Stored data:

----------

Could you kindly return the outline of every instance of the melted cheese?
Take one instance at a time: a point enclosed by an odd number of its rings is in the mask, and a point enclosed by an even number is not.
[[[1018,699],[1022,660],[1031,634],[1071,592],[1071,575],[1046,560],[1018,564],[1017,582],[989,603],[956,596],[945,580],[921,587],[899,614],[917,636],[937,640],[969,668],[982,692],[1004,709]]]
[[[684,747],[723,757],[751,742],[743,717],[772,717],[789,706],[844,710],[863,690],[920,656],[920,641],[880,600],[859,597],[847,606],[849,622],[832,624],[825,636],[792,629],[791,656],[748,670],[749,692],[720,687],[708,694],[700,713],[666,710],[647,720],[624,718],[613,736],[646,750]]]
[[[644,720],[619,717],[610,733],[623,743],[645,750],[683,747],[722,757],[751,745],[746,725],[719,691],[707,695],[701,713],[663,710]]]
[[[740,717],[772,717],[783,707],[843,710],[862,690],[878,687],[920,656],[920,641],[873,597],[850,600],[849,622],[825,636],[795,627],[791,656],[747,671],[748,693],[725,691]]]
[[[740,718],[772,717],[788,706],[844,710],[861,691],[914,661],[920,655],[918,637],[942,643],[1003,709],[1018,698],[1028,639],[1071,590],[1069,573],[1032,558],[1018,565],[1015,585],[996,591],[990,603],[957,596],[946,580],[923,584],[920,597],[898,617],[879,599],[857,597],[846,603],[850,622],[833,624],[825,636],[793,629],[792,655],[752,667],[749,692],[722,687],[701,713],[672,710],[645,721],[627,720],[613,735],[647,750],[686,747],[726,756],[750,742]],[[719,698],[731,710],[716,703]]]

----------

Collect every line above that contains the word "instance".

*Output of the exercise*
Could you kindly return the outline of every instance of the melted cheese?
Take one instance at a time: a point enclosed by an odd number of its rings is in the mask, and a point enclosed by an even number is not.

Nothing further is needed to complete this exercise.